GIVEN RECORDS>

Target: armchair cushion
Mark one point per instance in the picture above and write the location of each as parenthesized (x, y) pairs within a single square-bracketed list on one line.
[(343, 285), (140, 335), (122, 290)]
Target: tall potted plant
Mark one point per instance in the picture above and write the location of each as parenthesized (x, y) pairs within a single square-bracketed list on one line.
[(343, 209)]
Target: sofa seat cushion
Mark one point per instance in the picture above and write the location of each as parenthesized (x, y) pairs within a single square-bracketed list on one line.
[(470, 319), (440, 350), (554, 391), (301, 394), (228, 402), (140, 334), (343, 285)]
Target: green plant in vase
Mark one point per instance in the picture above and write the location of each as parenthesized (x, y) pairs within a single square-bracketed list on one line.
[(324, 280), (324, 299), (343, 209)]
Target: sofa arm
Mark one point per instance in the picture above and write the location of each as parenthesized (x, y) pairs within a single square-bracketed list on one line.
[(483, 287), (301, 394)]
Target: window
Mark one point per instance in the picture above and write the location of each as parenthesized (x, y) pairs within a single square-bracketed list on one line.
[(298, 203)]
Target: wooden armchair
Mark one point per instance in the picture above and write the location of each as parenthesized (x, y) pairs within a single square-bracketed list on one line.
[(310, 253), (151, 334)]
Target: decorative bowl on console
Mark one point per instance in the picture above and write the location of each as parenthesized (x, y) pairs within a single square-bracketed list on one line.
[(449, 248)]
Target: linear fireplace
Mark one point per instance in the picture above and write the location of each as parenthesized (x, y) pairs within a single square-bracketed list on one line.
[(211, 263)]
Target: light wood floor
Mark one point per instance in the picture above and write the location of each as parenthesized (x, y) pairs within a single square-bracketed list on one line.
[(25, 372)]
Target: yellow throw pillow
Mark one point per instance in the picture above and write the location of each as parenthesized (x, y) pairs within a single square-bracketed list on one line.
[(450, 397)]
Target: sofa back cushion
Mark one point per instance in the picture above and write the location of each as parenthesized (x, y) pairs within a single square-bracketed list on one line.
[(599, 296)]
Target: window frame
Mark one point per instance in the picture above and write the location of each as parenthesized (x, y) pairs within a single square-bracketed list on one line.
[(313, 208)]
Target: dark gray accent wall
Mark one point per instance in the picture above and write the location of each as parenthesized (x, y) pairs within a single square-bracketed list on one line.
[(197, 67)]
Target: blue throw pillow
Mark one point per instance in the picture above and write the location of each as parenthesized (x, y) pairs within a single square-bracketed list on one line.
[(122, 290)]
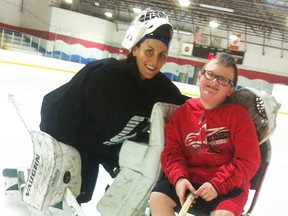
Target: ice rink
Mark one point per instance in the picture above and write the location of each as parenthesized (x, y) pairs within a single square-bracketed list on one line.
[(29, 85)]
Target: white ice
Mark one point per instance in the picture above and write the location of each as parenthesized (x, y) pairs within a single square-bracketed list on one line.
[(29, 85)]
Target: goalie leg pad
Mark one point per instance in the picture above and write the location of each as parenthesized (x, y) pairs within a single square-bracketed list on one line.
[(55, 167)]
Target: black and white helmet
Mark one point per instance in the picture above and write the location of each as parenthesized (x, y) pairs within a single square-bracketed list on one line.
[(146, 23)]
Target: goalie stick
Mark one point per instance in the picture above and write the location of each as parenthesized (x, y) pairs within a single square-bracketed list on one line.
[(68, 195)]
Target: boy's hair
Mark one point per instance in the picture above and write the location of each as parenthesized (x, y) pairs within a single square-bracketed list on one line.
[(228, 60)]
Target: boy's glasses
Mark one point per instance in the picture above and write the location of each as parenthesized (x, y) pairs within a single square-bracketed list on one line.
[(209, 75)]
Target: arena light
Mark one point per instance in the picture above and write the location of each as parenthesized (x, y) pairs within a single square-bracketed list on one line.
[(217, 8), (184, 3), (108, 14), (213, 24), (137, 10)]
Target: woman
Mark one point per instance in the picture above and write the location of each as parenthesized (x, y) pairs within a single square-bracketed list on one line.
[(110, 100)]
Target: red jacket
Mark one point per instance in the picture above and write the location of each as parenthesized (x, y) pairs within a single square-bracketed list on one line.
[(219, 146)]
---
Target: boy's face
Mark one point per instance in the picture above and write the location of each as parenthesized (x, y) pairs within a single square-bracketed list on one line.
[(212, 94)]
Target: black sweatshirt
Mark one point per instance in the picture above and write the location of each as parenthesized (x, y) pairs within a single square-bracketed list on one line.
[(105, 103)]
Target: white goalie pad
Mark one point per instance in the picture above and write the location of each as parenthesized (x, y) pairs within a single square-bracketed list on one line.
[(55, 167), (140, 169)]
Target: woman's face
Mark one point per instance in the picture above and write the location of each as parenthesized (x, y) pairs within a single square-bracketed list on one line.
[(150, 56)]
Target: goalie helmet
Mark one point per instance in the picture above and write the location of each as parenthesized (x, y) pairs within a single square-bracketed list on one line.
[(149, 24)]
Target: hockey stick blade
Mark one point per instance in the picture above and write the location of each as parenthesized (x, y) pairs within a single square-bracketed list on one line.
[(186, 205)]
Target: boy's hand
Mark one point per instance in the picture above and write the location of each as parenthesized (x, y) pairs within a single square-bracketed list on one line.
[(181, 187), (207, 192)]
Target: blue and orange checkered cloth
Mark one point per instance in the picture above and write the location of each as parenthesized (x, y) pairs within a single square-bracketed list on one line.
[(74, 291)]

TASK GOAL> Reproduce the records word for word, starting from the line containing "Target: ice rink" and ending with the line containing "[(55, 167)]", both included.

RESPONSE TO THE TASK>
Target: ice rink
Mark one point per instance in the picture above and write the location of each as parenthesized (x, y) pairs within a single square-bracketed list on one line.
[(29, 85)]
Target: white ice
Mark one point per instance in the picture above and write the location of each as parenthesized (x, y) pairs within a single square-bracketed list on one line.
[(29, 85)]
Target: goalie leg pad
Mark one point per instance in the picture above and write the location of each as parenthesized (x, y) pairs within a single square-bracketed list on one line.
[(55, 167)]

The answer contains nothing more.